╭─ EXCERPTED DATA

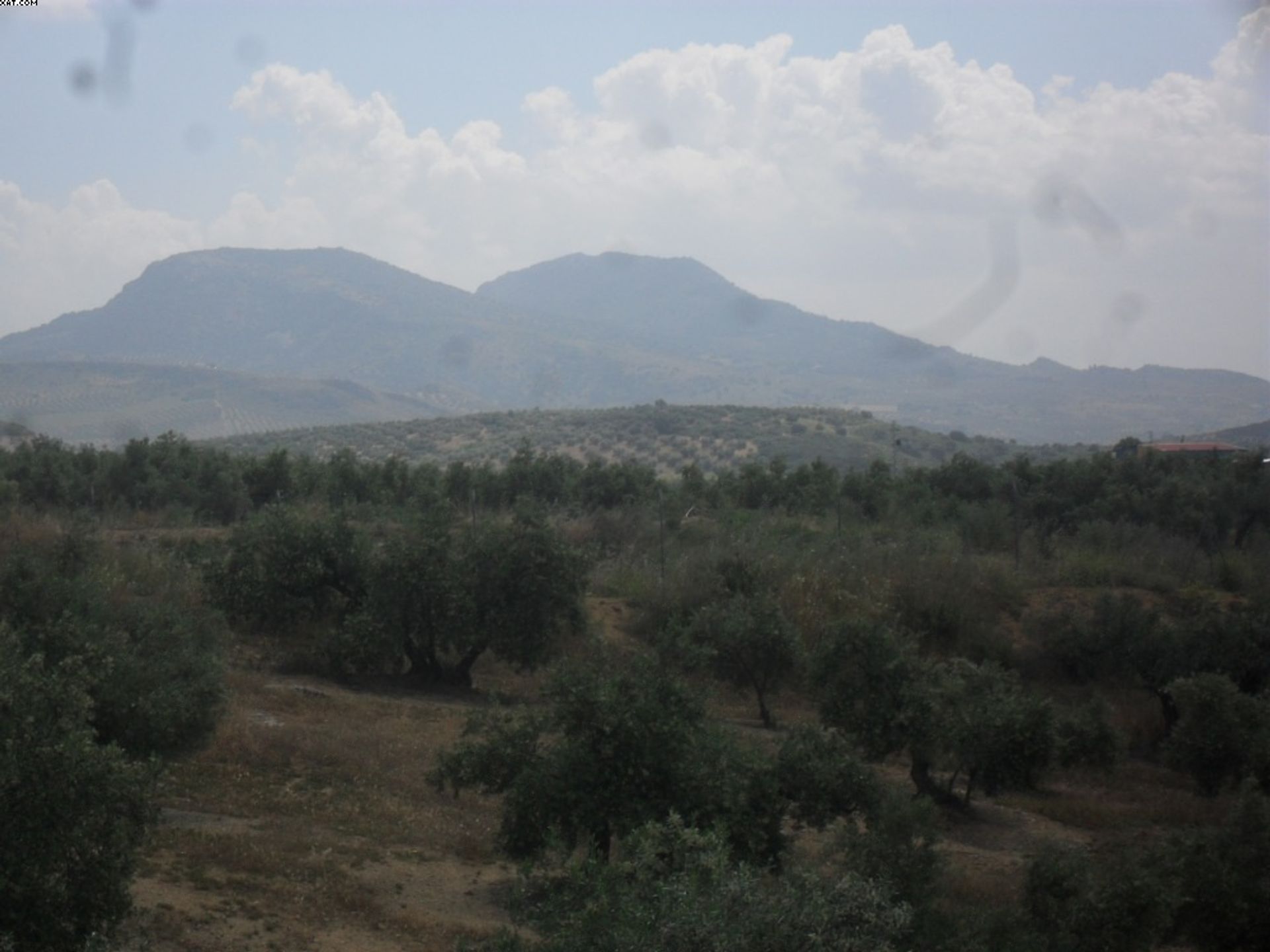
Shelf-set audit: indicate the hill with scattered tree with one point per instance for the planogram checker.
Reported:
(595, 332)
(110, 403)
(661, 436)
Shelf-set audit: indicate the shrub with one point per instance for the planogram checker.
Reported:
(71, 810)
(1220, 733)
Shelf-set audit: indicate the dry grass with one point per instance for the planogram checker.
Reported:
(309, 823)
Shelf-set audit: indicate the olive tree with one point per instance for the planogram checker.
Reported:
(973, 723)
(749, 644)
(73, 810)
(441, 602)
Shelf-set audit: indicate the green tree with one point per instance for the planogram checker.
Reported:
(1074, 904)
(1223, 880)
(285, 569)
(523, 594)
(1218, 734)
(73, 810)
(615, 749)
(681, 891)
(751, 644)
(974, 723)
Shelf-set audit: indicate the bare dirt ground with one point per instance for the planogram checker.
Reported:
(309, 822)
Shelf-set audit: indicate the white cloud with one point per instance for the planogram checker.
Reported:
(859, 186)
(75, 257)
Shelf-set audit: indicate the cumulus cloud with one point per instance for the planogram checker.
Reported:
(874, 184)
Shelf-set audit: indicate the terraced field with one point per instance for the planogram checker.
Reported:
(108, 403)
(663, 436)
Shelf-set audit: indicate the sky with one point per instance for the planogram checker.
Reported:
(1085, 182)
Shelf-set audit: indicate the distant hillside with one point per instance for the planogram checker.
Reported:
(113, 401)
(786, 356)
(606, 331)
(662, 436)
(1254, 434)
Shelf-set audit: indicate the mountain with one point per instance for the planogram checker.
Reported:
(605, 331)
(1254, 434)
(663, 436)
(788, 356)
(95, 401)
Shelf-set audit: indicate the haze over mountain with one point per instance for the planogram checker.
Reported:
(603, 331)
(93, 401)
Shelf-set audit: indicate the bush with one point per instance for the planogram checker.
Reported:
(1115, 905)
(680, 892)
(73, 810)
(1224, 880)
(1085, 738)
(1221, 733)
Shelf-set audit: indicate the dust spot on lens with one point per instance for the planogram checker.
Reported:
(746, 310)
(1058, 201)
(1128, 309)
(83, 79)
(456, 352)
(1020, 343)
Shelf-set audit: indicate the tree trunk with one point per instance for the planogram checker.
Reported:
(769, 721)
(462, 672)
(926, 786)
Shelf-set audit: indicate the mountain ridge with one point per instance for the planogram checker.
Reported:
(603, 331)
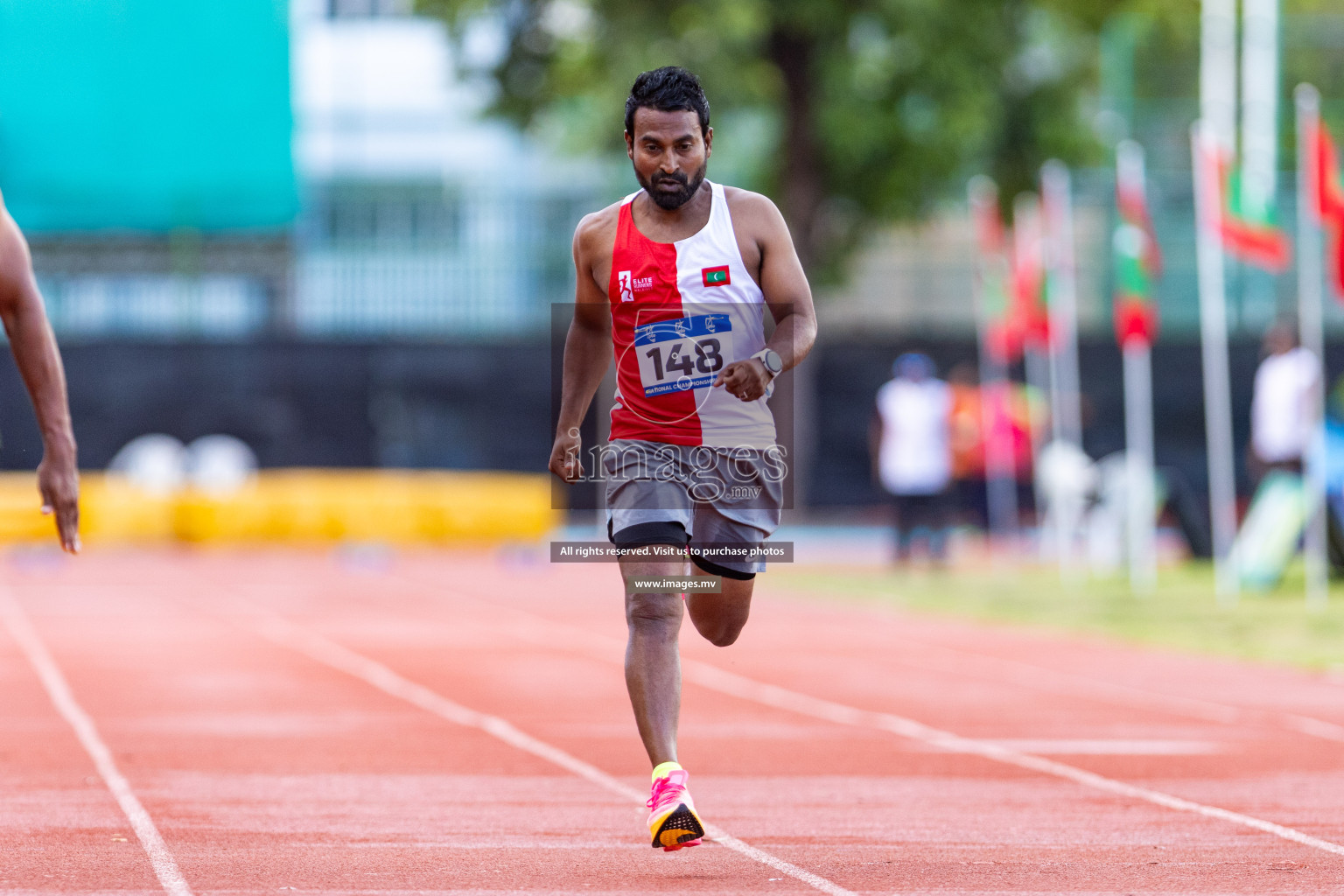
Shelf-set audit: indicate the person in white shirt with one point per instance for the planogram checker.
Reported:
(1281, 404)
(912, 452)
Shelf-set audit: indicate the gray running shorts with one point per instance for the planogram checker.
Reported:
(724, 500)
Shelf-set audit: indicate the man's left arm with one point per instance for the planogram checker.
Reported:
(35, 354)
(789, 298)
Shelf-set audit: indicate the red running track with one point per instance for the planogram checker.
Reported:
(458, 724)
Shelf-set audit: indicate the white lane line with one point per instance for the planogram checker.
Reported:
(344, 660)
(737, 685)
(1109, 747)
(23, 633)
(543, 632)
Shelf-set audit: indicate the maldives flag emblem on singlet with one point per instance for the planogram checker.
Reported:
(715, 276)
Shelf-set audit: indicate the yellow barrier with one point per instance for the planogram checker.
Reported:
(399, 507)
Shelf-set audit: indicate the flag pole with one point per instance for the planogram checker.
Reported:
(1062, 304)
(1312, 336)
(1213, 326)
(1260, 135)
(1037, 364)
(1141, 511)
(995, 388)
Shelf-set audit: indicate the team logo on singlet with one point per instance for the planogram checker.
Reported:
(631, 285)
(715, 276)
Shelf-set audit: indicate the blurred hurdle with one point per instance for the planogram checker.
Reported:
(298, 507)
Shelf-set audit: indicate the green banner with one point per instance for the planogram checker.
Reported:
(145, 115)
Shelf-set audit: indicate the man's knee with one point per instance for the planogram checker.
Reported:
(654, 612)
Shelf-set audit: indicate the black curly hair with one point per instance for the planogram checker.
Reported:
(667, 89)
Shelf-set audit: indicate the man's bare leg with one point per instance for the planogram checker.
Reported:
(719, 617)
(652, 664)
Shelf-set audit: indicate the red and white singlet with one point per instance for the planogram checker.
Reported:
(680, 313)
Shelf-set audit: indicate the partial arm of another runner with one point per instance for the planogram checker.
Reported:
(588, 348)
(39, 363)
(787, 293)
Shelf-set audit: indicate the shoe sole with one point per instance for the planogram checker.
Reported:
(677, 830)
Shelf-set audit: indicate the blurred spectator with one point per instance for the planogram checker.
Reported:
(1281, 404)
(912, 452)
(968, 444)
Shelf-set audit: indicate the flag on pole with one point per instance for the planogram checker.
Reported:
(1030, 313)
(1003, 333)
(1248, 231)
(1329, 203)
(1138, 262)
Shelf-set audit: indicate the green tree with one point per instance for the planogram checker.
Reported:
(875, 108)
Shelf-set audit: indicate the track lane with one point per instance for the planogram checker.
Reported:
(1135, 790)
(301, 771)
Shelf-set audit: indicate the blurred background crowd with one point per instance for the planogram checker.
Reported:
(339, 230)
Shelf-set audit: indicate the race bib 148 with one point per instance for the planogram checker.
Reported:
(683, 354)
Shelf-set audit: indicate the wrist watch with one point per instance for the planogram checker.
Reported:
(772, 360)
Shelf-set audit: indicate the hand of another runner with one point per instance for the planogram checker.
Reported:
(564, 456)
(58, 481)
(745, 379)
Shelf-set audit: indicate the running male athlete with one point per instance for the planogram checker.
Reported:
(672, 281)
(39, 363)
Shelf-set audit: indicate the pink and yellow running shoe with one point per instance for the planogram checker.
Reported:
(672, 820)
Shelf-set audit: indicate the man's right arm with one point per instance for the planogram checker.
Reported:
(588, 348)
(39, 363)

╰─

Can you copy out every line of the records above word for word, leaving the pictures out?

Shelf-set audit: indicate the hill with scattered tree with one point per instance for the planogram checker.
Reported:
(595, 332)
(110, 403)
(661, 436)
Shelf-set audit: indicate the shrub with one point per instance for the planogram checker.
Reported:
(71, 810)
(1220, 733)
Shelf-set audit: indicate the dry grass with one point per instance for the planogram checker.
Reported:
(309, 823)
Shelf-set audit: indicate the olive tree with one point per instance for the planogram checker.
Reported:
(973, 723)
(749, 644)
(73, 810)
(441, 602)
Shelf-set audit: indicate the green tree with one point per instance for the planogram checker.
Reported:
(1074, 904)
(1223, 880)
(285, 569)
(523, 594)
(1218, 734)
(73, 810)
(615, 749)
(681, 891)
(751, 644)
(974, 723)
Shelf-set audit: indicate the bare dirt ground with one point per instance for the planogram checker.
Reported:
(309, 822)
Shelf-set audit: indicate the white cloud with one point per instance for the planogram checker.
Reported:
(859, 186)
(75, 257)
Shelf-set audit: indicate the cumulus cloud with one point per instance for the planogram checker.
Reported:
(874, 184)
Shelf-set audit: indicate the terraced field with one point per instance for the planogram checker.
Reported:
(108, 403)
(663, 436)
Shelf-set audit: indicate the sky with one point per instance for the planogram checker.
Reported:
(1085, 182)
Shelf-set audit: indicate the distant hillside with one point per instance for the planogram checker.
Reported:
(113, 401)
(786, 356)
(606, 331)
(662, 436)
(1254, 434)
Shelf-set audit: indicate the mountain with one point per instance for the planogram checker.
Reported:
(605, 331)
(1254, 434)
(663, 436)
(788, 356)
(95, 401)
Shelf-set audit: indicate the haze over mountain with one point per instance for the planogram checker.
Reported:
(603, 331)
(93, 401)
Shelf-set audit: indicate the bush with one point per instance for the planogram checker.
Reported:
(1115, 905)
(680, 892)
(73, 810)
(1224, 880)
(1085, 738)
(1221, 733)
Shelf-set audit: indicate the dust spot on lens with one point per instance for the planogram checker.
Reported:
(746, 310)
(1058, 201)
(1128, 309)
(83, 79)
(456, 352)
(1020, 343)
Shelf-set audit: indicate the tree trunk with one point per instance for the planogram checker.
Reported:
(769, 721)
(462, 672)
(926, 786)
Shelf-set audit: indicate the mountain ridge with one point per instance for the planogram checker.
Reported:
(603, 331)
Shelf-set audit: indicate the person in white shirt with one point per instance for the planogram checker.
Reported:
(1281, 404)
(912, 452)
Shelf-set audit: indicate the gray running shorts with one point per instance for the planogram checker.
Reported:
(724, 500)
Shelf-set audit: indicate the man's left arm with one point per instance for the planogram checker.
Reported:
(35, 354)
(789, 298)
Shelf-set audit: indicate the red running track with one point per instance for the planogram checker.
Reported:
(458, 724)
Shelf-set audit: indicate the white lane line with one point per instance for the planogram checker.
Reported:
(344, 660)
(737, 685)
(1109, 747)
(23, 633)
(543, 632)
Shelf-set audit: indicate the maldives flag emblem on singlet with one point per instance for the planogram checker.
Reported:
(715, 276)
Shelf-set audit: indicate the yellow barrier with one point per instance for the planogram checker.
Reported:
(399, 507)
Shelf-set audit: indicate the flag pole with one point per instance for the planogram checker.
Reported:
(1062, 304)
(1312, 336)
(1213, 326)
(1260, 135)
(1037, 364)
(1141, 511)
(995, 388)
Shelf-set audit: indicate the team logo on singlet with one point per instance for the planogram checker.
Reported:
(631, 285)
(715, 276)
Shelf-set audit: indicate the blurred hurdle with one point per instance for the planogram checker.
Reported:
(298, 507)
Shelf-set audit: indicate the green banner with one point per instance for the planogram checker.
Reported:
(145, 115)
Shelf-set audit: indicate the man's knee with one point per instance for the planogram checker.
Reported:
(654, 612)
Shelf-set audit: indicate the black curly hair with one point per instance for the planogram checker.
Reported:
(667, 89)
Shelf-set audit: indicate the man's bare leg with one point per instance for the planogram checker.
Reported:
(719, 617)
(652, 664)
Shelf-set audit: indicate the red and white singlet with one point per instance for the planogram checker.
Reported:
(680, 313)
Shelf-set audit: indicate the partial arm of another runner with one point per instance for the planogram checker.
Reported:
(588, 348)
(39, 363)
(787, 293)
Shelf-set audit: indicate the shoe sole with one point per instance for the planogram checker.
Reported:
(677, 830)
Shelf-set audit: indicate the blurred spectator with one point per instance for the planogram checker.
Reported:
(1281, 404)
(912, 452)
(968, 444)
Shelf-set audit: indicate the flag on pole with one point per instance for the planogram checker.
Reported:
(1030, 313)
(1003, 333)
(1248, 231)
(1329, 203)
(1138, 262)
Shelf-set audit: indicate the green tree with one point per instance for the planogram checker.
Reported:
(875, 108)
Shelf-set audit: indicate the track lane with one point per instance for the planogram checker.
Reported:
(1135, 790)
(301, 771)
Shelf-set audit: indicate the blurred background crowd with one point per instance for the planogram checker.
Reported:
(339, 230)
Shelf-set audit: indicate the race bib 148 with one point per instance for the planogram checker.
Reported:
(683, 354)
Shelf-set audit: indicate the wrist watch with one point per instance for the planogram checker.
Reported:
(772, 360)
Shelf-set audit: indicate the hand of another runner with one point per instance for the planogram checker.
Reported:
(564, 456)
(58, 481)
(745, 379)
Shelf-set audit: indicate the running male athlete with one point per instance for the planogram checker.
Reported:
(672, 281)
(39, 363)
Shelf-set audit: indicate the pink and yellow running shoe with one point per instance for the planogram checker.
Reported:
(672, 820)
Shelf-set audit: indicate the man's right arm with one point per instance for the planogram checker.
Reported:
(588, 348)
(39, 363)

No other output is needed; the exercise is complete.